Trecho do texto:
********

5. FUNÇÃO SOCIAL NO DIREITO COMPARADO.

Antes de tudo é necessário que uma ressalva que é fundamental, e que diz respeito ao Direito Ambiental. Destarte o Direito Ambiental é uma das faces da função social da propriedade na medida em que a proteção ambiental toma em conta interesses da coletividade quando da atividade agrária.

No que diz respeito a função social da propriedade podemos afirmar que teve acolhida bastante favorável na maioria dos ordenamentos ocidentais. Precursoramente a Constituição Mexicana de 1917, art. 27, e Weimar (Alemanha, 1919), art. 153, seguidas, depois, pela Constituição italiana de 1947, art. 42. Vista a proteção ambiental como face da função social, podemos observar a Constituição da Espanha (1978), arts. 148 e 149, a Constituição Alemã de 1949, reformada em 1972 (art. 74, n. 24) e a lei italiana n. 394 de 1986 (art. 5º, 3). Também a lei francesa nº 76-673 de 1976 e a Lei de Controle de Poluição inglesa de 1974 [18].

********

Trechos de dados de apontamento
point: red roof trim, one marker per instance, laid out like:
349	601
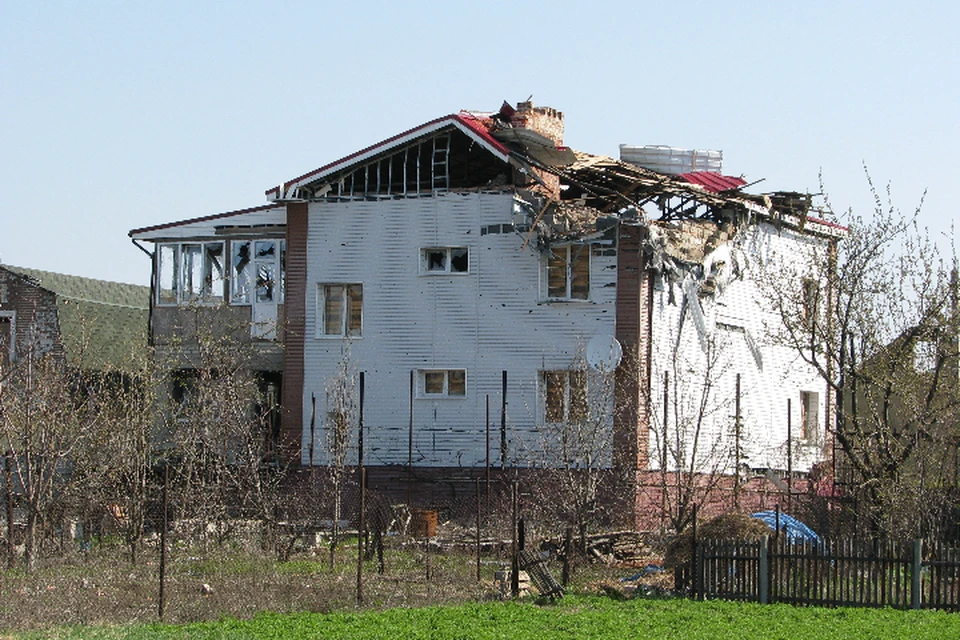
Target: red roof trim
469	123
215	216
827	223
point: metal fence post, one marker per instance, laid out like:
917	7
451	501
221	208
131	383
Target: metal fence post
917	565
764	570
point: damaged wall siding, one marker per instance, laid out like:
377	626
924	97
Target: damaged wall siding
485	322
32	312
735	324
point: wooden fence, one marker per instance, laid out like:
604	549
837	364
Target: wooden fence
841	572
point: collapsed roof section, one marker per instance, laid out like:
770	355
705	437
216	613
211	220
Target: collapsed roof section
521	150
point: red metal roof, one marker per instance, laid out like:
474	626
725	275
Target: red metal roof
712	181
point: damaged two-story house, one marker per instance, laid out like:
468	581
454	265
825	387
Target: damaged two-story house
474	277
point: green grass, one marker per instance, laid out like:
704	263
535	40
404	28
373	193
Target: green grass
573	617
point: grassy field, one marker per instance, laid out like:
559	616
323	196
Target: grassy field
573	617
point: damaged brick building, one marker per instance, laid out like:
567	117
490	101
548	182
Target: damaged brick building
476	276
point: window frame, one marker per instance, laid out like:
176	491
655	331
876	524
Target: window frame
448	261
245	286
345	311
211	288
9	318
446	392
562	257
573	396
809	420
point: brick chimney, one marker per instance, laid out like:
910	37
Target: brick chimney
548	122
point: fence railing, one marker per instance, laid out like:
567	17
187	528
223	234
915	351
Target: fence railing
839	572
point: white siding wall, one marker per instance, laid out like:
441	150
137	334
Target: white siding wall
679	348
487	321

********

Faça isto: Retome o texto sobre a função social da propriedade no direito comparado a partir da última frase apresentada.

Resposta abaixo:
Na América Latina são expressivos os exemplos de adoção da função social da propriedade. Fora do âmbito do Mercosul, podemos coligir dois exemplos segundo Graciela Beatriz Rojas Rojas. O primeiro refere-se ao Peru, cuja Constituição de 1993 dispõe que: "El derecho de propriedad és inviolable. El Estado o garantiza. Se exerce com armoniz com el bien comum y dentro de los limites de liy", texto muito assemelhado ao art. 153 da Constituição Weimar. O segundo refere-se à Colômbia, cujo art. 58 da Constituição de 1993 dispõe que: "Se garantizar la propriedad privada y los demás derechos adquiridos com arregalo a los leyes civiles" e segue: "Cuando de la aplicacion de uma ley expedida por motivo de utilidad publica o interés social, resultam em conflito los derechos de los particulares por la necessidad por ella reconocida, el interés privado deberá ceder al interes publico o social".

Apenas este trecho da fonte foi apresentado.